AUFGABENSTELLUNG: Wann hat die Stiftung Baukultur laut dem Seitenauszug den ersten deutschen Baukulturbericht der Bundesregierung überreicht?

SEITENAUSZUG:
^^^^

Leben in Metropolen
Die neue urbane Verlockung

Immer mehr Städte investieren in neue Wohnquartiere – wie Frankfurt im Europaviertel.
Immer mehr Städte investieren in neue Wohnquartiere – wie Frankfurt im Europaviertel. | Foto (Ausschnitt): © Epizentrum

Das Image der Stadt war selten so gut wie heute: Immer mehr junge Familien, aber auch Senioren wollen die Vorteile der Metropolen genießen. Viele Städte reagieren mit ehrgeizigen Wohnungsbauprogrammen.

Im ersten deutschen Baukulturbericht, den die Stiftung Baukultur Ende 2014 der Bundesregierung überreichte, gibt es eine Karte der deutschen Binnenmigration. Schrumpfende Städte sind mit einem roten Fleck markiert, wachsende mit einem schwarzen. Die daraus resultierende Deutschlandkarte zeigt ein großes rot gesprenkeltes Dreieck der schrumpfenden Gemeinden, das vom Ruhrgebiet im Westen hinauf nach Rügen an die Ostsee, von dort hinunter nach Sachsen und über Nordhessen zurück ins Ruhrgebiet verläuft. Von einigen schwarzen Inseln wie Berlin, Leipzig und Dresden abgesehen, ist Ost- und Mitteldeutschland in dieser Karte durchgehend rot gefleckt. Der Norden und Süden dagegen zeigen sich massiv schwarz. Metropolregionen wie Hamburg, München, Stuttgart oder Frankfurt am Main ziehen die Menschen an. Die Tendenz ist ganz eindeutig: Während die Gesamtbevölkerung Deutschlands seit 2003 schrumpft, lässt eine Völkerwanderung vom Land in die Metropolen ein knappes Dutzend Städte wachsen.

^^^^

DATENSATZINHALT:
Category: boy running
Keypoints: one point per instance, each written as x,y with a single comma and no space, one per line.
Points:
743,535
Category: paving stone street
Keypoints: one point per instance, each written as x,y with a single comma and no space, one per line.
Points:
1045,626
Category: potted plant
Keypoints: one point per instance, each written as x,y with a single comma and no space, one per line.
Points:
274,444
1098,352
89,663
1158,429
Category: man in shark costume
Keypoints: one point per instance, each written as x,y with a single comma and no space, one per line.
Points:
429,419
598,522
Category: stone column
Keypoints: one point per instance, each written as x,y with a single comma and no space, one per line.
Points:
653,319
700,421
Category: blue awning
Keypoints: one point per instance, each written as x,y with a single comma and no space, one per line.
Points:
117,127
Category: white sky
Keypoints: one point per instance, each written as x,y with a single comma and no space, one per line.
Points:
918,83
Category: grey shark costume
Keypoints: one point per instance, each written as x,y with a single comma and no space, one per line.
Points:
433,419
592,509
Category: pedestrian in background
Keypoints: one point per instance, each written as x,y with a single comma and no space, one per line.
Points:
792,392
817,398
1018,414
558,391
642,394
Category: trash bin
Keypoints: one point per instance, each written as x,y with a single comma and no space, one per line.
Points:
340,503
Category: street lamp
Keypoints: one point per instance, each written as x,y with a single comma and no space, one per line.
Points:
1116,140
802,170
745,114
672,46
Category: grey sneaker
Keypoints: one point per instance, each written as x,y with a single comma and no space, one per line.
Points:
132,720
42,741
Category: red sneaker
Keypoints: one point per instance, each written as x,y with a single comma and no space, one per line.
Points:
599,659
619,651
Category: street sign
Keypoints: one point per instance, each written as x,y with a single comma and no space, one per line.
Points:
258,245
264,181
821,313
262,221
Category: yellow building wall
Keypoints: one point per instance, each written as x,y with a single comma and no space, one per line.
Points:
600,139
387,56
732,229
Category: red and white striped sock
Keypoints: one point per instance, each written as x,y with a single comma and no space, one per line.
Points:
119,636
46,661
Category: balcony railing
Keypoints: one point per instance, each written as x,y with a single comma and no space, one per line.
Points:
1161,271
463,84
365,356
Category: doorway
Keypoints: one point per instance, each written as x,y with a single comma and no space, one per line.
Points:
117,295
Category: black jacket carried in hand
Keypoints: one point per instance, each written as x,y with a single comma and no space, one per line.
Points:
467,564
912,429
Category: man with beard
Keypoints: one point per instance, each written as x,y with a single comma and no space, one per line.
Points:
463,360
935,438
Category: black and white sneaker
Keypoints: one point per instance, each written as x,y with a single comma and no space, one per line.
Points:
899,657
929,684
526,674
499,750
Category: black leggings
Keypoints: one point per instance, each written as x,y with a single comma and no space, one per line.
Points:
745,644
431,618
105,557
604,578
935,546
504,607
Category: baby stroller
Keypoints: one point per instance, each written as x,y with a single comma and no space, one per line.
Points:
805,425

^^^^

ERGEBNIS: Ende 2014.